--- start ---
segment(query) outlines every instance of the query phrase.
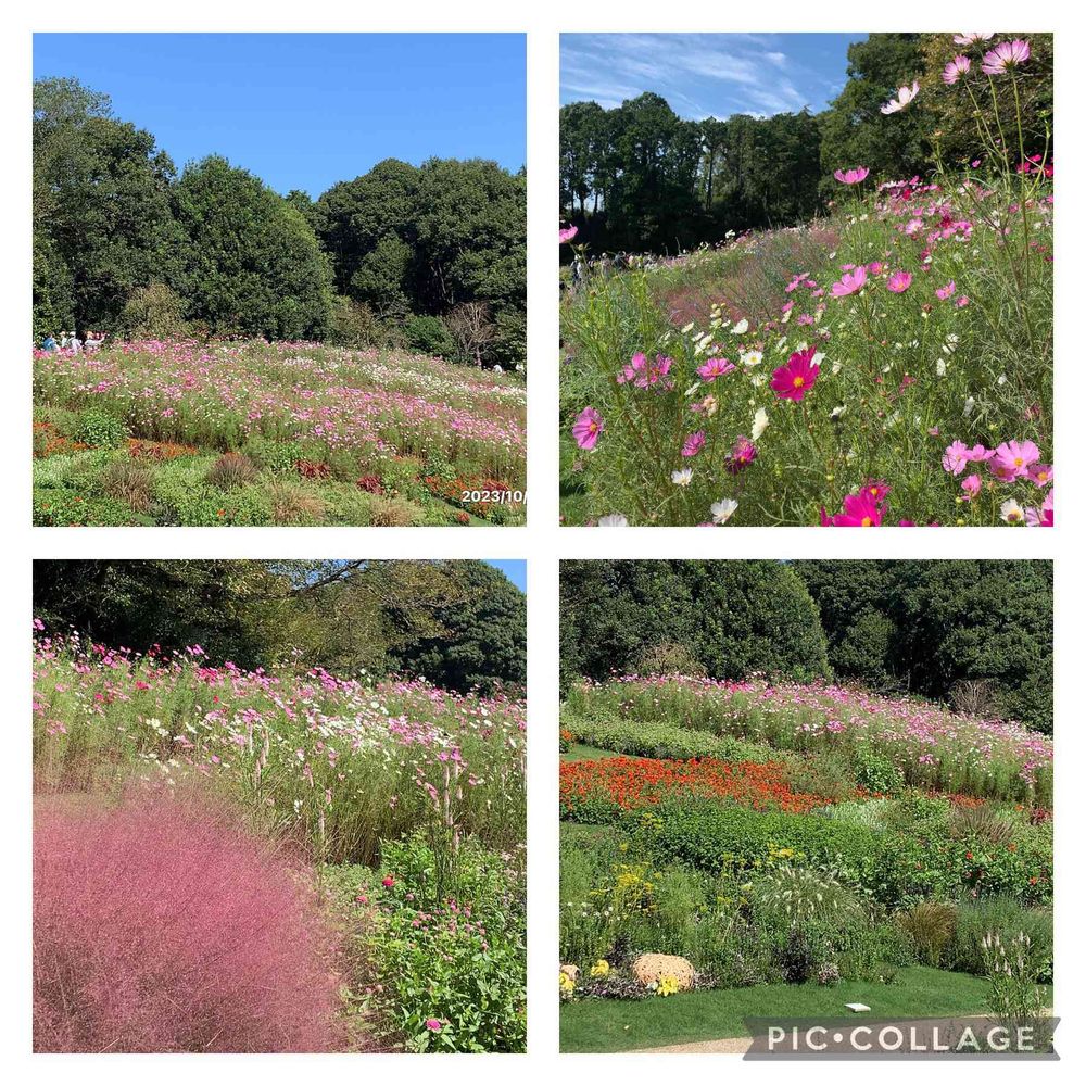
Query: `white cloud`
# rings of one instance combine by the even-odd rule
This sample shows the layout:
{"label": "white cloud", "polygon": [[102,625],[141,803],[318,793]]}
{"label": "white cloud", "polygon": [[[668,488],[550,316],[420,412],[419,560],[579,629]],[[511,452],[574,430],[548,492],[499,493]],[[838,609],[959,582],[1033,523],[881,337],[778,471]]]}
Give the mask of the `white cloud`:
{"label": "white cloud", "polygon": [[564,34],[561,100],[613,109],[644,91],[689,119],[816,105],[793,81],[787,35]]}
--- end ---
WHAT TO WORK ON
Swap every "instance" in the data above for "occurrence" and reproduce the data otherwise unchanged, leaving out the pictures.

WRITTEN RESPONSE
segment(query) outlines every occurrence of the query phrase.
Query: `white cloud`
# rings of one occurrence combine by the even-odd rule
This sample shows the layout:
{"label": "white cloud", "polygon": [[102,625],[141,803],[318,793]]}
{"label": "white cloud", "polygon": [[[668,488],[550,316],[420,412],[419,560],[579,629]],[[511,452],[574,430],[548,492],[499,493]],[[838,609],[959,582],[1033,523],[881,337],[778,471]]]}
Give the mask of the `white cloud`:
{"label": "white cloud", "polygon": [[564,34],[561,100],[613,109],[644,91],[689,119],[816,105],[793,81],[787,35]]}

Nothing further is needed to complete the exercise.